**Texte fourni**:
Deux ans après le tsunami ( L’Humanité, Libération, Le Monde)

dimanche 15 janvier 2006.
 

1) L’Humanité 4 janvier 2007

Tsunami : la moitié des aides dans les caisses

ONG. Dans son rapport sur les fonds collectés en France après le raz-de-marée, la Cour des comptes propose de réaffecter l’argent non utilisé à d’autres crises.

L’heure des comptes a sonné. Deux ans après le tsunami qui a fait plus de 240 000 morts en Asie du Sud-Est et suscité une générosité sans précédent à travers le monde, la Cour des comptes a publié hier un très attendu rapport sur « l’aide française aux victimes du tsunami du 26 décembre 2004 ». Un travail colossal qui a mobilisé pendant plusieurs mois pas moins de 24 magistrats qui ont mené une vingtaine de missions en Indonésie, au Sri Lanka et en Thaïlande. Philippe Séguin, premier président de la Cour des comptes, a estimé lors de la présentation des documents à la presse que cette juridiction avait mené « un programme sans précédent de contrôles ».

Lignes de données:
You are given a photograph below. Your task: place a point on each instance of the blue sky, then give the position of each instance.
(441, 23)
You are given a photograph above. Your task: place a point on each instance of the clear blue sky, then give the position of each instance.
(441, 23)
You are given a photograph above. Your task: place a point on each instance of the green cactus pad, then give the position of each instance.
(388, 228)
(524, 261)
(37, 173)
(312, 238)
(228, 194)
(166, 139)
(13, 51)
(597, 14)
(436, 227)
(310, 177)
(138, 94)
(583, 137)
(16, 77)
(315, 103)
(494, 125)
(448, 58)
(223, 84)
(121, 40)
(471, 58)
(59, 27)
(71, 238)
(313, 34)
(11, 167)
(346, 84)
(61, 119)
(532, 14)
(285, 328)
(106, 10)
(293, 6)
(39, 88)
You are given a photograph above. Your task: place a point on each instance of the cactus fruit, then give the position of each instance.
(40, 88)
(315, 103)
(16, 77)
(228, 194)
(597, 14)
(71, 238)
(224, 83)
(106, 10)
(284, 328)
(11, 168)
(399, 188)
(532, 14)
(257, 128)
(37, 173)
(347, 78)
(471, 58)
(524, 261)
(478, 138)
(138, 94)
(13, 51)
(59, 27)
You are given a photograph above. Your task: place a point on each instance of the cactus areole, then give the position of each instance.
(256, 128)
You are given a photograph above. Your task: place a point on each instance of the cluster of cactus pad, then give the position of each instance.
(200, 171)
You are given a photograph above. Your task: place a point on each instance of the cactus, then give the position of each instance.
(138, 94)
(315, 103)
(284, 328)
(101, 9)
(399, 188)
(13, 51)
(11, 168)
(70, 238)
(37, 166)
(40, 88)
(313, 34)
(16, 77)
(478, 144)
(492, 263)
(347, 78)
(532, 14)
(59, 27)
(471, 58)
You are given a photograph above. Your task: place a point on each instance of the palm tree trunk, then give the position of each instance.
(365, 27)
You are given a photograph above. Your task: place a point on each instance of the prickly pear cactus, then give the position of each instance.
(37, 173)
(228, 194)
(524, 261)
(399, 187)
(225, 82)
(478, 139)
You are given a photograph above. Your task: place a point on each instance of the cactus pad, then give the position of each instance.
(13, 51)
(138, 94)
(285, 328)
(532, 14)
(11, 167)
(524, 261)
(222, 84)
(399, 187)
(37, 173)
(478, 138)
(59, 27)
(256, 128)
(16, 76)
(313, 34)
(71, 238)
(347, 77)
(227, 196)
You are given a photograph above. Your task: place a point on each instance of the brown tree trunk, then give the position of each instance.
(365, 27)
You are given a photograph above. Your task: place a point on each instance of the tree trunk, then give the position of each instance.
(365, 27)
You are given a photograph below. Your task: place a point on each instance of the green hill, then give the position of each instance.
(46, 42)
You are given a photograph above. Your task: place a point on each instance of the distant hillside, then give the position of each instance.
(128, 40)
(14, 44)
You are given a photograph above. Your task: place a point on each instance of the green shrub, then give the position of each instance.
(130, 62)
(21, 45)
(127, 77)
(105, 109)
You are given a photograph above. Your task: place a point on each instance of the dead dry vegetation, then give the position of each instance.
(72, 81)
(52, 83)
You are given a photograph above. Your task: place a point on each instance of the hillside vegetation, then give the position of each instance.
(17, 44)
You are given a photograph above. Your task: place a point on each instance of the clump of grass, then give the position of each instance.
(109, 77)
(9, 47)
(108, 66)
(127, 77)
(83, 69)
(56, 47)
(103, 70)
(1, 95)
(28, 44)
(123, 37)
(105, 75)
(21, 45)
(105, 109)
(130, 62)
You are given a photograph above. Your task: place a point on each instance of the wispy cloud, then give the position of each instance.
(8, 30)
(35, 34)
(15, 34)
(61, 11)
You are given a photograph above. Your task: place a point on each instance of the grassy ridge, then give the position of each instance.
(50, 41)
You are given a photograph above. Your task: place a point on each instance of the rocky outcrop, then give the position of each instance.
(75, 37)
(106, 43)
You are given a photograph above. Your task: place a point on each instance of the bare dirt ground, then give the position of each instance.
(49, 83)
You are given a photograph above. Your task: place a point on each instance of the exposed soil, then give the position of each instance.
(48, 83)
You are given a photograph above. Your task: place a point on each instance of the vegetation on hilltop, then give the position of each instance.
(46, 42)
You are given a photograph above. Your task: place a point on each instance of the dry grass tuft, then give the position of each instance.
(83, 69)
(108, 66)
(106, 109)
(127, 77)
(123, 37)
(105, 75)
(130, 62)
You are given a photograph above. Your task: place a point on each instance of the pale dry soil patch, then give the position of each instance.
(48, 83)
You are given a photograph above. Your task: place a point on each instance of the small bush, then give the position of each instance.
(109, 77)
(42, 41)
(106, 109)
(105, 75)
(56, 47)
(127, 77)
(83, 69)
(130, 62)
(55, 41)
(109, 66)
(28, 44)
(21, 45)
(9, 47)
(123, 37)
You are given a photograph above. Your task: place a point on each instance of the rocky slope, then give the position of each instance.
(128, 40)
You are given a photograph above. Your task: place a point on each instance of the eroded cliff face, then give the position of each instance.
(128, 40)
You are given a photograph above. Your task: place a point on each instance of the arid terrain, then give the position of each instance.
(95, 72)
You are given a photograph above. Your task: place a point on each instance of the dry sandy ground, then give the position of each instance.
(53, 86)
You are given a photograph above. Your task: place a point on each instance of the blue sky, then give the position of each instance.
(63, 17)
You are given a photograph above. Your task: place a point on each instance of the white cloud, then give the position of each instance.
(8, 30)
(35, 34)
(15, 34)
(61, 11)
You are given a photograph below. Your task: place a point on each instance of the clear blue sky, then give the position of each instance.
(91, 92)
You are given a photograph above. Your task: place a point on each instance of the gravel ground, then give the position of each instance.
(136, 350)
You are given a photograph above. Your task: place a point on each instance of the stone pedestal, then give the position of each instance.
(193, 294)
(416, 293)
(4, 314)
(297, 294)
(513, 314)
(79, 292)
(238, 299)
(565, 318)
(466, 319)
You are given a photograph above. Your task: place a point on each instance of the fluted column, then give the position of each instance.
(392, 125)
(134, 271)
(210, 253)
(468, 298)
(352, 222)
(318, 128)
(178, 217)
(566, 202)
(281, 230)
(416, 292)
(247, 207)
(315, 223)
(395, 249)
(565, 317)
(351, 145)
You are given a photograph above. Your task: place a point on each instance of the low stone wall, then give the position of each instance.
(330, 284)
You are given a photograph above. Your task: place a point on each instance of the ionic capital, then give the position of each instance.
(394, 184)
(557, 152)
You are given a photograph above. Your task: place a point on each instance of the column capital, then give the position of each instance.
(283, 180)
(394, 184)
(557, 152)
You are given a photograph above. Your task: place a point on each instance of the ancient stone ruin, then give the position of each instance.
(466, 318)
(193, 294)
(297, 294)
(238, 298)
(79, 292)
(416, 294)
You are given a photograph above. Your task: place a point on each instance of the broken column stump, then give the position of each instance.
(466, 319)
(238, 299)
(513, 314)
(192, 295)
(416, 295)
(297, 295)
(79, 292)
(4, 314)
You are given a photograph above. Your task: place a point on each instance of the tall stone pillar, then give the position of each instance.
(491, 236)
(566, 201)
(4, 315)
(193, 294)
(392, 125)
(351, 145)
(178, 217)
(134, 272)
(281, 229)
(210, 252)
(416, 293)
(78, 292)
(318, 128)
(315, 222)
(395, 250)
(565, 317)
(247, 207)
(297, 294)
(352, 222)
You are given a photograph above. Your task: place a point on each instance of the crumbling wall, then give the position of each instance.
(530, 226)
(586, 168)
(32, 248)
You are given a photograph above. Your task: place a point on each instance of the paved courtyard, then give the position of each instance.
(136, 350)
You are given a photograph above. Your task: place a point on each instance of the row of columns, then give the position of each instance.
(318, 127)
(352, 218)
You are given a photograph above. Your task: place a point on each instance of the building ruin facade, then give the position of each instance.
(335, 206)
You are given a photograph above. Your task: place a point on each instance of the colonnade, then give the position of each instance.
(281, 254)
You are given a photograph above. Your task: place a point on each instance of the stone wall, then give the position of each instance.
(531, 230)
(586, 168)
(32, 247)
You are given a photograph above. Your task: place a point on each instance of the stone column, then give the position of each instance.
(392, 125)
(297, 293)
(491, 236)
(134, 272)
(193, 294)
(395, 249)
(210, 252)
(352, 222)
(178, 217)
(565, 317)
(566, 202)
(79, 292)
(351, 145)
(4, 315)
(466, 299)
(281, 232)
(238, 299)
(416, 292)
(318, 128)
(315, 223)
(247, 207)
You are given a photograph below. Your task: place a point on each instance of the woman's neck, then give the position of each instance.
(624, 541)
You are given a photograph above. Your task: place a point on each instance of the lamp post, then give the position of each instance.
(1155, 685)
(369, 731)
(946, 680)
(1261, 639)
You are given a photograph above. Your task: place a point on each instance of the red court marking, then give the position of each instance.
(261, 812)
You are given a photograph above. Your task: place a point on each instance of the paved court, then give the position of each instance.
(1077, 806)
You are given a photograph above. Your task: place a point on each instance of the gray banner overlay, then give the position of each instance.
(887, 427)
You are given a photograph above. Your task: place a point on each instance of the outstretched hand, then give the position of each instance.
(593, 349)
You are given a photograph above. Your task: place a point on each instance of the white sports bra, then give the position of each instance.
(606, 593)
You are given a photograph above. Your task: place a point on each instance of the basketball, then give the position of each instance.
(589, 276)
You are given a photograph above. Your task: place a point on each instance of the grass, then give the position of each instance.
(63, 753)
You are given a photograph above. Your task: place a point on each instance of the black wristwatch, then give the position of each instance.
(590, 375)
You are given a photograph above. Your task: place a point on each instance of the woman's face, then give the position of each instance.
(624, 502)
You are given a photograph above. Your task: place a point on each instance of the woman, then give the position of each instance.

**Exercice court A**:
Répondez aux questions suivantes d'après le texte sur le tsunami.
(i) Combien de magistrats la Cour des comptes a-t-elle mobilisés pour ce rapport ?
(ii) Dans quels pays ces magistrats ont-ils mené leurs missions ?
(iii) Que propose la Cour des comptes de faire de l'argent non utilisé ?
**Exercice court B**:
Prolongez le texte sur le tsunami à partir de sa dernière phrase.

**Réponse attendue A**:
(i) 24 magistrats.
(ii) En Indonésie, au Sri Lanka et en Thaïlande.
(iii) Le réaffecter à d'autres crises.

**Réponse attendue B**:
350 millions d’euros récoltés

Les Français ont versé aux différentes ONG françaises près de 350 millions d’euros. L’étude des magistrats porte sur 90 % de ces dons, soit très précisément 323 millions d’euros, répartis entre 32 associations. Si l’on met de côté le cas de l’UNICEF France qui a reversé la totalité de l’argent reçu (57 millions d’euros) au siège de New York, il ressort de cette enquête qu’à la date du 31 décembre 2005, les deux tiers des dons n’avaient pas encore été dépensés : 66,5 %. En queue de peloton se trouvent notamment la Croix-Rouge française (85 % des fonds non utilisés) et le Secours catholique (80 %). Ces deux associations avaient totalisé à elles deux près de la moitié des dons. Pour leur défense, les ONG indiquent avoir dépensé une grande partie des sommes en 2006, une année pas prise en compte par la Cour. Elles indiquent aussi avoir étalé leurs financements sur plusieurs années pour monter des projets de développement de plus long terme.

Pourtant, la Cour des comptes estime que même en prenant en compte le premier semestre 2006, l’aide dépensée n’excéderait pas les 50 %. Un taux qualifié de « faible » par Philippe Séguin, premier président de l’institution. Selon ce dernier, « le problème est qu’un tel excédent de ressources et un tel étalement dans le temps des projets ne sont pas sans risque ». « Avec le temps, le lien entre les actions entreprises et la catastrophe s’estompe et il devient difficile de distinguer aide aux victimes et aide plus générale au développement dans des régions déjà fortement démunies », précise-t-il. Par ailleurs, Philippe Séguin a estimé que des ONG spécialisées dans l’urgence s’étaient aventurées dans des missions de développement, c’est-à-dire dans « des métiers qui n’étaient pas les leurs ».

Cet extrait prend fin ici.